**Task instructions:** In the article below about the children's book Hirda, copy word for word the passage that starts at the words "It has taken" and ends after the words "for the books.".

[Source document — start]

Ann Marie Anderson with copies of her new book Hirda.

CHILDREN’s story writer Ann Marie Anderson collected around 400 kilograms of bruck from the shoreline in Whalsay last year, she reckons.

And this year’s haul alone has already reached around 50 kilos.

So it is perhaps little wonder that the next book in her Ooricks series, Hirda, revolves around the idea of collecting rubbish.

Hirda means ‘chaos and extreme untidiness’ in Shetland dialect, and the book extols the virtues of keeping things clean and tidy – both the landscape and indoors too.

With the self-published book set to be launched at an event at the Shetland Library on Sunday (6 April), it also happens to coincide with Da Voar Redd Up returning later this month.

Hirda is Anderson’s sixth book, with her last – Myrtle an Meenie – released in 2021.

It has taken a little while to come together, with work on Hirda actually starting around the same time as Myrtle an Meenie.

Things slowed down a little after Anderson’s Ooricks illustrator – and younger sister – Jenny Duncan considering calling time on creating drawings for the books.

“So I started drawing Hirda and I got three illustrations done and two coloured in…and that took me two years,” Anderson laughed.

[Source document — finish]
[Data under study — start]

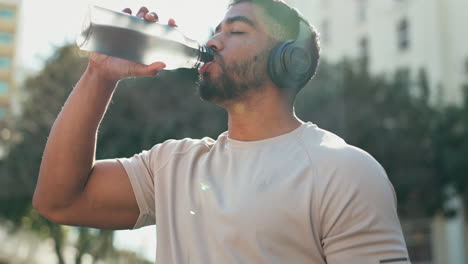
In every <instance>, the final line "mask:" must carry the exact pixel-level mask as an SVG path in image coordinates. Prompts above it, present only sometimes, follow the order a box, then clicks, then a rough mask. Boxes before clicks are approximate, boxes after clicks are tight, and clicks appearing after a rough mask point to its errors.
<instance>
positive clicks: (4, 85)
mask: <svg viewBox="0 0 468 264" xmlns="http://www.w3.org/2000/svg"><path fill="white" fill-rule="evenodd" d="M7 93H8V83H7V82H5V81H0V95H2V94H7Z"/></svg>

[Data under study — finish]
[Data under study — start]

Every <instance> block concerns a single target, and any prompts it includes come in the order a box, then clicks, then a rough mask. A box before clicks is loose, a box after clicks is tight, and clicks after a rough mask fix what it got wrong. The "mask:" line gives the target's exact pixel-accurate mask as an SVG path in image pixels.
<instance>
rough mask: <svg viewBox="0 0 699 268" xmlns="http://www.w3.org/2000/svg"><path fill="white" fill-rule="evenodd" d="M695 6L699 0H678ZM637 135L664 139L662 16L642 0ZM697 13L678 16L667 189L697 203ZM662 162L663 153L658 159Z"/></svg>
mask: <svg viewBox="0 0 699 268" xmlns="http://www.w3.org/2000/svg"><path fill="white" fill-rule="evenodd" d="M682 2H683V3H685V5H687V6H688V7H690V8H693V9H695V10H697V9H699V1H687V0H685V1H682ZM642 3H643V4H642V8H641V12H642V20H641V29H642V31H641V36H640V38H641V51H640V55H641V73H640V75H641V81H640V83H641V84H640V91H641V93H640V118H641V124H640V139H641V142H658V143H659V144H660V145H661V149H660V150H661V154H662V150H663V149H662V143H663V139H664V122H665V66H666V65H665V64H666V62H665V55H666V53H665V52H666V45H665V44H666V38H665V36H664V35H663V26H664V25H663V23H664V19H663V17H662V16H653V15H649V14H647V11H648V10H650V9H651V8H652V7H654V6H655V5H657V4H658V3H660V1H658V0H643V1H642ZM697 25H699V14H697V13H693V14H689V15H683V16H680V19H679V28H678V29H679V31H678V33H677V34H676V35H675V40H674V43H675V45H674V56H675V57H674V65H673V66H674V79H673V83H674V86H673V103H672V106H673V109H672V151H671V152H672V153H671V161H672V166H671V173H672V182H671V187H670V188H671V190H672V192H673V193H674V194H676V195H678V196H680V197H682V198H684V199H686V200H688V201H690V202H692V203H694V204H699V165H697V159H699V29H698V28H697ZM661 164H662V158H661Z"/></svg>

[Data under study — finish]

**Answer section:**
It has taken a little while to come together, with work on Hirda actually starting around the same time as Myrtle an Meenie.

Things slowed down a little after Anderson’s Ooricks illustrator – and younger sister – Jenny Duncan considering calling time on creating drawings for the books.